**Exercise:** Please retype the part of the material below that opens with its first line and closes with the line containing "103L76 122L10 160L161", keeping every character unchanged.

— START OF Information given —

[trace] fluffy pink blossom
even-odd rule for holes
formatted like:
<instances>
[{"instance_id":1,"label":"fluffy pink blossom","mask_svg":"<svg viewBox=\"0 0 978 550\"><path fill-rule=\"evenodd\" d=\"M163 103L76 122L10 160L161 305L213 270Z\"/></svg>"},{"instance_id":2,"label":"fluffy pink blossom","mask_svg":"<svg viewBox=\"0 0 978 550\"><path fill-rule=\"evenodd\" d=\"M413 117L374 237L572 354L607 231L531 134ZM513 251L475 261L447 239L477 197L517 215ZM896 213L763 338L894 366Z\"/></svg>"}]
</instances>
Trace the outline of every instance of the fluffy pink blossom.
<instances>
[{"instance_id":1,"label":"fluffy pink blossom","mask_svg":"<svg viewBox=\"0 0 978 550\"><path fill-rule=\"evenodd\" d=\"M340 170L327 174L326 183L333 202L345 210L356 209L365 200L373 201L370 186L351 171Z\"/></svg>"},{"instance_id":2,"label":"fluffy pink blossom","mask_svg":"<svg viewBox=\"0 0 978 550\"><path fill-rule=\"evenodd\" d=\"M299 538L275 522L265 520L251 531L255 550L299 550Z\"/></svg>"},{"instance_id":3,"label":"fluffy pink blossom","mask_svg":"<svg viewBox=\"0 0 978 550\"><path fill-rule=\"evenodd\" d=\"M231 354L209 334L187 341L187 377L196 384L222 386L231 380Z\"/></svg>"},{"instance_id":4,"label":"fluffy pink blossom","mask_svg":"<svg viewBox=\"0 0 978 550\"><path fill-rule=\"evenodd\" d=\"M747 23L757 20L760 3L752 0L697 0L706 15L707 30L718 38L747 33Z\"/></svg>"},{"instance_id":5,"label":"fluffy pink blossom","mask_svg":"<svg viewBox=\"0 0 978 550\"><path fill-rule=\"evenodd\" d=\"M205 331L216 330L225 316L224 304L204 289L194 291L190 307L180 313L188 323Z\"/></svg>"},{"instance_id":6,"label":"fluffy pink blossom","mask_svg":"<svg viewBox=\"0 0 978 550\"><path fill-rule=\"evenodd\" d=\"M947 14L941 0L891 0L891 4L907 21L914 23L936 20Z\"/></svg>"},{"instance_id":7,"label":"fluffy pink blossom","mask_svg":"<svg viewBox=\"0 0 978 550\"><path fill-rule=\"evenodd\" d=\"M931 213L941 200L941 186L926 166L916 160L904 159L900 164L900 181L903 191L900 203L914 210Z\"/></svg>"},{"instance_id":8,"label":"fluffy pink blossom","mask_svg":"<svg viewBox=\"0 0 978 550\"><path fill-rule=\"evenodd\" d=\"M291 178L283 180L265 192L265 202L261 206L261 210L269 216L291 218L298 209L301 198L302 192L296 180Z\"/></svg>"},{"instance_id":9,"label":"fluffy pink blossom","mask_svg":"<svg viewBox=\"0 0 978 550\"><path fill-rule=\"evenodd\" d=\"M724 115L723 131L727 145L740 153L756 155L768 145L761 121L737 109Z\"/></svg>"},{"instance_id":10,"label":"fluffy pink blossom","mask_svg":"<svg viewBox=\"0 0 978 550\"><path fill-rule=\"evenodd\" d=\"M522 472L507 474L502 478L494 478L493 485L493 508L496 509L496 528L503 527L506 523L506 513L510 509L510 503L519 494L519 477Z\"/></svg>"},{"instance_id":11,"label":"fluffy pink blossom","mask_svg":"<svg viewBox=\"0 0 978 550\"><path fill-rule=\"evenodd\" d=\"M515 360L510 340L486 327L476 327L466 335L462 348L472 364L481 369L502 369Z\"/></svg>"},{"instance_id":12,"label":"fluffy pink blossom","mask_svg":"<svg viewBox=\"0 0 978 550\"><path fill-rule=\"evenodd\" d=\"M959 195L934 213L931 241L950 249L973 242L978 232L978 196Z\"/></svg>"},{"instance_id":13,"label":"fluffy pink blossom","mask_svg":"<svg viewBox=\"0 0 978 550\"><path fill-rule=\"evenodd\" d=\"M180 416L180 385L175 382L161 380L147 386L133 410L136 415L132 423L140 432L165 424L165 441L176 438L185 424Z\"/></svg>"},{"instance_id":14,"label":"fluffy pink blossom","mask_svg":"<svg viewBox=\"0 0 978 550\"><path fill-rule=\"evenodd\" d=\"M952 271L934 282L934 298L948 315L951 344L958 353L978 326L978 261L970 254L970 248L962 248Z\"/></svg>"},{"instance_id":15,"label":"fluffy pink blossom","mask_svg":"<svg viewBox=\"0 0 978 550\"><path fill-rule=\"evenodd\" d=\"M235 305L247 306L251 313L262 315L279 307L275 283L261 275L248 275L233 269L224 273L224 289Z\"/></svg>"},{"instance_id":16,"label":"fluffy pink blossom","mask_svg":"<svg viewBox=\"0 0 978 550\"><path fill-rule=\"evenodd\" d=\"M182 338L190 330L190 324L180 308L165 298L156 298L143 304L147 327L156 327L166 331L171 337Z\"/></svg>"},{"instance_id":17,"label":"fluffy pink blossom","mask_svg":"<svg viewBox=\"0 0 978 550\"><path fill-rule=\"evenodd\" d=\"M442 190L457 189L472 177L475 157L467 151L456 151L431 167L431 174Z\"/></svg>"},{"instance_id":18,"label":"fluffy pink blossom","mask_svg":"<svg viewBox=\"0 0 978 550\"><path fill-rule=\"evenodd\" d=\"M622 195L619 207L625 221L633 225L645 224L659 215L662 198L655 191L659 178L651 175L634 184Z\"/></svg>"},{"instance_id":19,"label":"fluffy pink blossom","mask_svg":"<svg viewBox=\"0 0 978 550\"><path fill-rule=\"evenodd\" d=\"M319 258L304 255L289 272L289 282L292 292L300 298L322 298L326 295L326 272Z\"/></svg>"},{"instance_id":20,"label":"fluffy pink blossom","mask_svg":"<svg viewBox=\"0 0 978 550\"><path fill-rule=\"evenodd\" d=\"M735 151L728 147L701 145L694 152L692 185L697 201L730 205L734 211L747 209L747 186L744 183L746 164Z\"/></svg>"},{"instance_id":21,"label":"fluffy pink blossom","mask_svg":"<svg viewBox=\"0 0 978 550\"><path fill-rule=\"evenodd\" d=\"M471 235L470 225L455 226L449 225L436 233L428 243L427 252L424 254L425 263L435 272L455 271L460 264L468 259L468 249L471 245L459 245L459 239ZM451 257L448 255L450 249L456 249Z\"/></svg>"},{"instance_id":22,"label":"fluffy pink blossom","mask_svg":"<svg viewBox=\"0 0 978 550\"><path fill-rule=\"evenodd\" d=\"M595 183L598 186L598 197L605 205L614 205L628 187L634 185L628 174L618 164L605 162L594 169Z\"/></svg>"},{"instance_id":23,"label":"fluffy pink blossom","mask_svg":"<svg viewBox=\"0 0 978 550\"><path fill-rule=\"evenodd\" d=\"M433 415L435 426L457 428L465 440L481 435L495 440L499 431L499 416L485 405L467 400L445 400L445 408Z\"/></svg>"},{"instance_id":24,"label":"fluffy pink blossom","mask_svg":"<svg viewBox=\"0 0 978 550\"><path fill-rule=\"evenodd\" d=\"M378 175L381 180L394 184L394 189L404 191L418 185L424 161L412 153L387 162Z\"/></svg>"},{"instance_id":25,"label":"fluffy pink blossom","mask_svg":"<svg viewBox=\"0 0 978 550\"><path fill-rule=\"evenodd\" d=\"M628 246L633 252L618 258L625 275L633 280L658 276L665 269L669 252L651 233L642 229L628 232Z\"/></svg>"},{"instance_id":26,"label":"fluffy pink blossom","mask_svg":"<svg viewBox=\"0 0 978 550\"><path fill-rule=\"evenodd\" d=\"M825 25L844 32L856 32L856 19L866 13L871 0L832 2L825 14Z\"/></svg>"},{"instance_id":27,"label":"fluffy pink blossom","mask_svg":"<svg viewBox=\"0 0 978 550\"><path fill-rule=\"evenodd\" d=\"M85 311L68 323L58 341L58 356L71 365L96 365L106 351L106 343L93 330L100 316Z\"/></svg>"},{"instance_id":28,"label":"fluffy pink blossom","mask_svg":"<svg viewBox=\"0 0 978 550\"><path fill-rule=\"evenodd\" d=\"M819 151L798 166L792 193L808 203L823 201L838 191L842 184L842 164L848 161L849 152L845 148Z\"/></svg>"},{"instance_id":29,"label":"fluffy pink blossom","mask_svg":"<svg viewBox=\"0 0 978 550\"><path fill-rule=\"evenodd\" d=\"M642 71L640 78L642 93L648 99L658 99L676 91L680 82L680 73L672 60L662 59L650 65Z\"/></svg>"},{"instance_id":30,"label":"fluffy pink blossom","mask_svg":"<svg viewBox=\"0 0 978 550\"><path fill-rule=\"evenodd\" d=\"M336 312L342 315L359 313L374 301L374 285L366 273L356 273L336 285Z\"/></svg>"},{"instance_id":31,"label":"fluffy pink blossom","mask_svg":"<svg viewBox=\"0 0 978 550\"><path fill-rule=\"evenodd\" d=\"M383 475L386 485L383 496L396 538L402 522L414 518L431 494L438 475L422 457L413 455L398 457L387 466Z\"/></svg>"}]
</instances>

— END OF Information given —

**Task solution:**
[trace] fluffy pink blossom
even-odd rule for holes
formatted like:
<instances>
[{"instance_id":1,"label":"fluffy pink blossom","mask_svg":"<svg viewBox=\"0 0 978 550\"><path fill-rule=\"evenodd\" d=\"M163 103L76 122L10 160L161 305L213 270Z\"/></svg>"},{"instance_id":2,"label":"fluffy pink blossom","mask_svg":"<svg viewBox=\"0 0 978 550\"><path fill-rule=\"evenodd\" d=\"M413 117L374 237L572 354L607 231L531 134ZM513 251L475 261L447 239L477 197L517 215ZM896 213L763 338L894 366Z\"/></svg>"}]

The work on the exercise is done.